:: PROVIDED ENTRIES ::
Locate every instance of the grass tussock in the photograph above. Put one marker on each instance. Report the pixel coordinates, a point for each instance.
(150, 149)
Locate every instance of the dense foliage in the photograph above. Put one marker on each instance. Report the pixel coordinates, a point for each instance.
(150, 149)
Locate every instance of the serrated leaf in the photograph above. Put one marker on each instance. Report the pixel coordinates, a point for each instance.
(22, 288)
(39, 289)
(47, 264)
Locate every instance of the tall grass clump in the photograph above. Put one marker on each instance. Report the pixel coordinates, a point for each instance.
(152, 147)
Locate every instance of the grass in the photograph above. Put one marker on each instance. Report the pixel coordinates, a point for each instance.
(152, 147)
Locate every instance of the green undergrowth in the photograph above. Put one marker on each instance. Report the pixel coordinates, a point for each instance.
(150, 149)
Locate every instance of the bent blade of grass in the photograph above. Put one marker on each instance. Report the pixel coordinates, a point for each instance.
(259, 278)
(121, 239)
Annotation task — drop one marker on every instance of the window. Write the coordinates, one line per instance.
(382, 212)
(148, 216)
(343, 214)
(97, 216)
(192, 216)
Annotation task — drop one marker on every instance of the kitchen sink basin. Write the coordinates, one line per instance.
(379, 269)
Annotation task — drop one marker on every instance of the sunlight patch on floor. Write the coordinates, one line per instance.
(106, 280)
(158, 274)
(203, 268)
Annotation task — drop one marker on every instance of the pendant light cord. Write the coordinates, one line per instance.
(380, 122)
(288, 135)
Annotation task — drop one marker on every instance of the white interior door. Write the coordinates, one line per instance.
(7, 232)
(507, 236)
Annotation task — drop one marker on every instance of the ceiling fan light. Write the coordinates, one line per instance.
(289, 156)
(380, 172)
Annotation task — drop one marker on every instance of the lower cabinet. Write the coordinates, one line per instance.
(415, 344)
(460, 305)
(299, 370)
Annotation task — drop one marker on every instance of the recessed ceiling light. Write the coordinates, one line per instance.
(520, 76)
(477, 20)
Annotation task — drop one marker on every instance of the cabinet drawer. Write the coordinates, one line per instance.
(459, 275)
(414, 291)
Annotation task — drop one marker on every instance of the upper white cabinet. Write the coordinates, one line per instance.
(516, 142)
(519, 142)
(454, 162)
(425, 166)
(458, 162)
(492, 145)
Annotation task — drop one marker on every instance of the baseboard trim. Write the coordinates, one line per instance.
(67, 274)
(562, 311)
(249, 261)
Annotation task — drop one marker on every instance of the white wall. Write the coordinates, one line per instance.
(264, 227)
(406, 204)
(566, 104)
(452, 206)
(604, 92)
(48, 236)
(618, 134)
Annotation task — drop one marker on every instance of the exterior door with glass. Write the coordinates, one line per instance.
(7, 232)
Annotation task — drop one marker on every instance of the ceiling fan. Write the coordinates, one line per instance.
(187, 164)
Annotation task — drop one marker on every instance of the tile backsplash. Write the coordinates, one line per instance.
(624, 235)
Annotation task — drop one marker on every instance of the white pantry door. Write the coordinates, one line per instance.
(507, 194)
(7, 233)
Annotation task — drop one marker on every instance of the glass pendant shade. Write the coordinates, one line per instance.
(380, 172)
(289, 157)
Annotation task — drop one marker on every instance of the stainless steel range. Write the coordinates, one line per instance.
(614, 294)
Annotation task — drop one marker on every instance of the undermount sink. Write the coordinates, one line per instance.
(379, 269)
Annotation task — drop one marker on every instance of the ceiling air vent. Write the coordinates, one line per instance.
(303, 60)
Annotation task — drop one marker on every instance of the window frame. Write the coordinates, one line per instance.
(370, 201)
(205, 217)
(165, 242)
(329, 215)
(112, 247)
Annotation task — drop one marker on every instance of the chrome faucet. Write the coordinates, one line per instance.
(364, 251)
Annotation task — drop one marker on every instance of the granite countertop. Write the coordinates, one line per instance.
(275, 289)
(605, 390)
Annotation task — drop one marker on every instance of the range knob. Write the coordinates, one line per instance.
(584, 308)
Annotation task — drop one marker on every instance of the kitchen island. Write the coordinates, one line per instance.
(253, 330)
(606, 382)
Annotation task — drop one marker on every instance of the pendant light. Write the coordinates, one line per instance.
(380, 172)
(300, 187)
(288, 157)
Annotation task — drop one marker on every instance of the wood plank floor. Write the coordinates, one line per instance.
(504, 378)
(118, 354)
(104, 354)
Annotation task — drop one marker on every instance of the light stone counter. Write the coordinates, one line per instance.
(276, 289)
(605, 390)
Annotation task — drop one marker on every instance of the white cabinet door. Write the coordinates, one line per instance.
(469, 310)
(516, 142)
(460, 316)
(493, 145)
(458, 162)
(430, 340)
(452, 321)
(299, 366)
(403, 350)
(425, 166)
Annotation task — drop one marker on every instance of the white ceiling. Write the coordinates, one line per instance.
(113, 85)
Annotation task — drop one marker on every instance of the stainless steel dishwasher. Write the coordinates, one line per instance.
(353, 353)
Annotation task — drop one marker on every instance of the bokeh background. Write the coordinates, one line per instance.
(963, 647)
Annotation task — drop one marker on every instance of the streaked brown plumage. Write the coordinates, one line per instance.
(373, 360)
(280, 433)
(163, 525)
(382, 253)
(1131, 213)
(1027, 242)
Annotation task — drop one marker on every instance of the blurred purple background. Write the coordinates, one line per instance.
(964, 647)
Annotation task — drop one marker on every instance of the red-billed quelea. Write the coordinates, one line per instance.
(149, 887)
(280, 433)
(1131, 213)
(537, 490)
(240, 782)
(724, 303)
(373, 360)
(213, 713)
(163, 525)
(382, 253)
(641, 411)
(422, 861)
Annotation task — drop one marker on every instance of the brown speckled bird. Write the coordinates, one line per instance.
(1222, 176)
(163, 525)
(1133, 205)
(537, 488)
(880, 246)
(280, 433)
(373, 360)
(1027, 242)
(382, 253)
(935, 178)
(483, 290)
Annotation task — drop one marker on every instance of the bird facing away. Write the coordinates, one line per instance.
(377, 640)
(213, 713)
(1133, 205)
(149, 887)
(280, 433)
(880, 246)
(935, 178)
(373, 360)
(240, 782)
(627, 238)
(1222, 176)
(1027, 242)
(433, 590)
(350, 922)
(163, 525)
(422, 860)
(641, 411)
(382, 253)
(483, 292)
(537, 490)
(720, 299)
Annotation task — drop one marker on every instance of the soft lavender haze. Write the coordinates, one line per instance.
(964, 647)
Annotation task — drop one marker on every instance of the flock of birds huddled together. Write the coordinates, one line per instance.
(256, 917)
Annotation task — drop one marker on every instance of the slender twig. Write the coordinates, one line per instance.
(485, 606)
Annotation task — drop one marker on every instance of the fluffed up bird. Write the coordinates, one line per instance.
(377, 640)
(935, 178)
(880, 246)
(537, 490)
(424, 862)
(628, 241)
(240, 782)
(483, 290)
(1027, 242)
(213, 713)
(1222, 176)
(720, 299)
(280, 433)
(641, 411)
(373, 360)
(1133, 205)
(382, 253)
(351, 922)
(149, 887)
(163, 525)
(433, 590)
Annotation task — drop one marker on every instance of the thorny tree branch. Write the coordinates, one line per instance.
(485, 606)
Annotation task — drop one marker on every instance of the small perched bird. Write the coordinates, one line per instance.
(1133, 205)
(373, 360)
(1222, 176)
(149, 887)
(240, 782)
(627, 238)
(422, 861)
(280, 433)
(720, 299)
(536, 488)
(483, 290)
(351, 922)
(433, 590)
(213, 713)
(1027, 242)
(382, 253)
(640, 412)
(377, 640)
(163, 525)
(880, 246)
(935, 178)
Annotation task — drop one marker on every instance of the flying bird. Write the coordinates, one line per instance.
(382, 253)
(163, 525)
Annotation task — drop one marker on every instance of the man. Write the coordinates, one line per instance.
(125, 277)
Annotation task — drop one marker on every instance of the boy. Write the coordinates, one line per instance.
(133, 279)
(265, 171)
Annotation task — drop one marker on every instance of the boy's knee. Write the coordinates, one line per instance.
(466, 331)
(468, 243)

:: DIRECTIONS ::
Print every line from the one that contains "man. Write the coordinates, one line per instance." to the end of the records, exactly as written, and nothing more.

:: FINISHED TASK ::
Annotation task — drop one marker on every instance of the man. Write the coordinates, one line per instance.
(125, 277)
Annotation task — drop one marker on every instance of the boy. Write the coordinates, one line per instance.
(133, 279)
(265, 171)
Annotation task — drop one marker on every instance of the boy's knee. Write the coordinates, one line per instance.
(466, 331)
(468, 243)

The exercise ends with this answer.